■ **Exercise description**:
Without the pictures, can you quote each line below exactly?
==*==
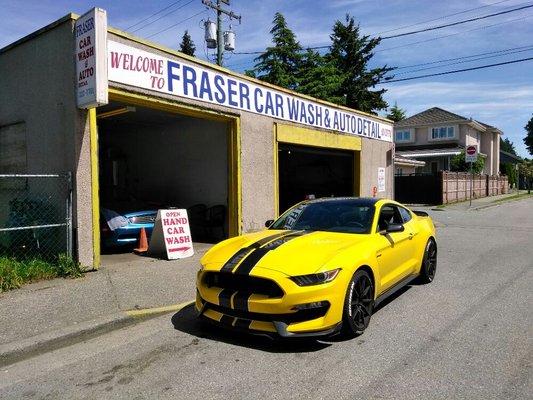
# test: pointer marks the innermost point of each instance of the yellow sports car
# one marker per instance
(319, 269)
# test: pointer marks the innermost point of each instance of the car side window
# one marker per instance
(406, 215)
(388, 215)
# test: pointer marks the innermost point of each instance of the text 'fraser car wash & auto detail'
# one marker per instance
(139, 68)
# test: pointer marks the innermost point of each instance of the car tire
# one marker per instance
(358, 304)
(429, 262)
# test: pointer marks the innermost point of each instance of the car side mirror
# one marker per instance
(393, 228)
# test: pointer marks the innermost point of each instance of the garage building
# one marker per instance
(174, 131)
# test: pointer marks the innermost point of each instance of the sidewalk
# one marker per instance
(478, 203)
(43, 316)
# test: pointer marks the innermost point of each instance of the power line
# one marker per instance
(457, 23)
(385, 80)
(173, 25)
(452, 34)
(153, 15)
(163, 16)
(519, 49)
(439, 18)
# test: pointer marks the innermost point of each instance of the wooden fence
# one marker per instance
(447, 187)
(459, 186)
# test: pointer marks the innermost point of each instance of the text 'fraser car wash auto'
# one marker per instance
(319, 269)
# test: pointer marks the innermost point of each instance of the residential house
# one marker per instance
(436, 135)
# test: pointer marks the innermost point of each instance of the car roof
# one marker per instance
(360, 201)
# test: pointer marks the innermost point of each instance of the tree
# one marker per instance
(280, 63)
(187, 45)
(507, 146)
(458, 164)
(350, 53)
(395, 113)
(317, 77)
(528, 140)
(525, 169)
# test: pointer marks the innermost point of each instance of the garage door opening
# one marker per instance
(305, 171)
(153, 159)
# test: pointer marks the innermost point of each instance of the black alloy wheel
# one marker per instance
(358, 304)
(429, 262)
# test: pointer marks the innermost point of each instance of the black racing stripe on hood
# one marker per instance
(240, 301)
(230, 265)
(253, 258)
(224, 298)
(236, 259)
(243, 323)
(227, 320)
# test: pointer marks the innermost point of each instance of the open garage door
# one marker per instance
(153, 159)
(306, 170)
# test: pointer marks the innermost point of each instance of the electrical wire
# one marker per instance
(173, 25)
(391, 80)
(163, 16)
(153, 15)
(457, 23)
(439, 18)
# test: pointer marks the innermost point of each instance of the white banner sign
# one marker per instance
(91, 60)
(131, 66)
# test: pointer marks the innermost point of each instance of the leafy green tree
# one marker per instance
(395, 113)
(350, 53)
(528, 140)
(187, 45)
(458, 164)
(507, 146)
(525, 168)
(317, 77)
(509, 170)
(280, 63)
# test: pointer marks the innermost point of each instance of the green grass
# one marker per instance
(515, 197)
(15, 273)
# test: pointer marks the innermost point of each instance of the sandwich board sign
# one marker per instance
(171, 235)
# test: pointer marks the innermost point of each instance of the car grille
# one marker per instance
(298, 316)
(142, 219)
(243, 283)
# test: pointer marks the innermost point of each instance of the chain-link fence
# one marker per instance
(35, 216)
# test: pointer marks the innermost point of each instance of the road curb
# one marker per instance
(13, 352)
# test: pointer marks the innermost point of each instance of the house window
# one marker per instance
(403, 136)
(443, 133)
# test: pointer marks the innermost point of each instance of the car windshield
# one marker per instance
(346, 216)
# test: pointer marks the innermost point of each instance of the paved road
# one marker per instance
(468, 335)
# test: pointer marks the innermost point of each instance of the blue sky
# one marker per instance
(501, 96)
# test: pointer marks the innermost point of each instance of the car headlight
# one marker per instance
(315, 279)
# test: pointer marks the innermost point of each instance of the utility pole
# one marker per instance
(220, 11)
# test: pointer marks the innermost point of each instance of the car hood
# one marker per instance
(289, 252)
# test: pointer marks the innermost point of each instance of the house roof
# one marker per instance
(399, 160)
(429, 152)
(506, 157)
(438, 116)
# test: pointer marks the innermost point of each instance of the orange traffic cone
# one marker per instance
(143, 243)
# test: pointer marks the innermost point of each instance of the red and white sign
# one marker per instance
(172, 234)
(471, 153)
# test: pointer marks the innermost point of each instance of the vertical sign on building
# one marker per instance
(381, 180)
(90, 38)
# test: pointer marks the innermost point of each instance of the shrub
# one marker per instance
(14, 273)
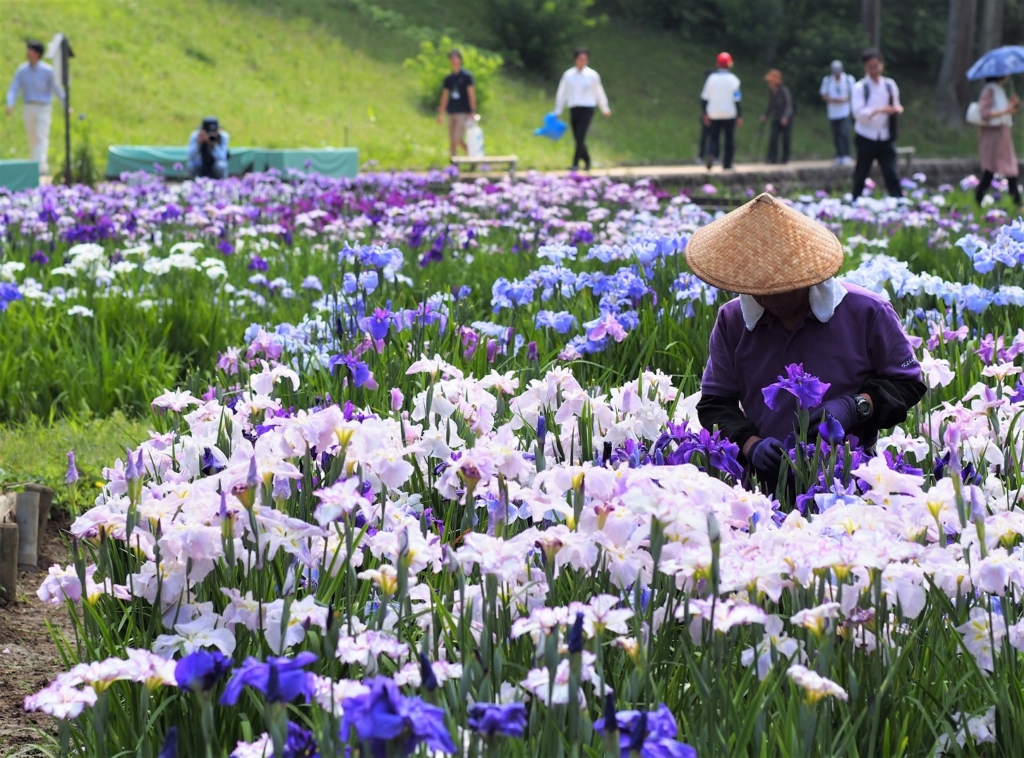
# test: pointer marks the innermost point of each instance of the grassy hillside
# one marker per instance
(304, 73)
==*==
■ **Finished task**:
# test: pointer marks the innermost point of each instance of the yellow sports car
# one marker per instance
(319, 269)
# test: pointer marks the innermost point of each instance of the car side window
# one marker per instance
(406, 215)
(388, 215)
# test: pointer marks the innermost point of each instance of the text 'fraser car wash & auto detail'
# one marker per instance
(139, 68)
# test: pointer marks the innermost point of each instance of the car tire
# one marker per instance
(358, 304)
(429, 262)
# test: pointer marks the innermost point of each instance of the car side mirror
# one marker per instance
(393, 228)
# test: pointer marks the innermost point of each instance of the garage building
# one marker per instance
(174, 131)
# test: pointer marks the innermost point of each instance of the sidewalk
# one marker per instance
(478, 203)
(43, 316)
# test: pointer marks the innermost point of each instance of the power line
# one marker per instance
(457, 23)
(385, 80)
(173, 25)
(452, 34)
(153, 15)
(163, 16)
(519, 49)
(439, 18)
# test: pointer marks the innermost point of each instance of the wooden fence
# one marker per instance
(447, 187)
(459, 186)
# test: pointer marks the innermost point of each instance of the text 'fraser car wash auto'
# one marker per instance
(319, 269)
# test: pointer marks the innermost point of each instance of the residential house
# one marker per instance
(436, 135)
# test: pointer marks the innermost point of each instance of the car roof
# one marker per instance
(360, 201)
# test: pointer marks the innermost point of each instance of the tree
# one marker per instance
(280, 63)
(187, 45)
(507, 146)
(458, 164)
(350, 53)
(395, 113)
(317, 77)
(528, 140)
(525, 169)
# test: pointer marks the innermost point of each instance of the garage door opening
# one marker per instance
(305, 171)
(153, 159)
# test: pointer marks the innermost point of each instance of the black alloy wheel
# one marker per instance
(358, 304)
(429, 262)
# test: pointer marks the innermost point of each instance of the black racing stripe on hood
# one marker per instance
(240, 301)
(230, 265)
(253, 258)
(224, 298)
(236, 259)
(243, 323)
(227, 320)
# test: pointer marks the innermost point of each instance of the open garage door
# one marker per instance
(153, 159)
(306, 170)
# test: pointer marks the innermost point of each instance of the electrical wire
# one marker per instance
(173, 25)
(391, 80)
(163, 16)
(153, 15)
(457, 23)
(439, 18)
# test: pointer marks the innermost point of each instance of the white banner sign
# one marker per instance
(91, 60)
(131, 66)
# test: pointer marks the innermost point of each instance of the leafy green tree
# one marker per instance
(395, 113)
(350, 53)
(528, 140)
(187, 45)
(458, 164)
(507, 146)
(525, 168)
(317, 77)
(509, 170)
(280, 63)
# test: pointer marks the innermost point of each instance of the green grass
# one marker per instance
(515, 197)
(15, 273)
# test: pointer marks the innermost point of each instance of the sandwich board sign
# one marker per instance
(171, 235)
# test: pointer marks the innermost point of each instance of the car grille
# one marker per instance
(298, 316)
(142, 219)
(243, 283)
# test: pointer marks the innermost point of each instance of the chain-link fence
# one marker per instance
(35, 216)
# test: pointer marks the innermost point of each instance of the road curb
# one marker per instance
(13, 352)
# test: pointer marks the innermost point of each instance of the house window
# one marker per instance
(403, 136)
(443, 133)
# test: pointer marks the innermost point of each instance of the car windshield
# one marker per instance
(346, 216)
# test: pointer marks the innermost point of each instance of the paved road
# one marker per instance
(468, 335)
# test: pointer marks the innermost point of each instance of the blue sky
# one marker per instance
(501, 96)
# test: pointer marks the innermost point of each instance of the car headlight
# one marker per instance
(315, 279)
# test: pointer marks the innermost point of each instance of the utility pole
# one marker per instance
(220, 11)
# test: pointer marks the innermost point of each instance of the car hood
# one marker per instance
(289, 252)
# test: pointer marks the innermost point of each instance of the house roof
# one marker per instance
(399, 160)
(429, 152)
(506, 157)
(438, 116)
# test: pointer marks the innermost point of each instance of the orange traffic cone
# one marker per instance
(143, 243)
# test: pointer marks the innermost point of each instance of the red and white sign
# one marker per instance
(172, 234)
(471, 153)
# test: pointer marks the innermost point of each instance of the vertical sign on building
# one marker per instance
(381, 180)
(90, 38)
# test: pointer marks the innermost point of each instance of the shrub
# one marker per instance
(14, 273)
# test: pointer marks the innermost point of each instance of the grassy hillside
# one marker per instance
(304, 73)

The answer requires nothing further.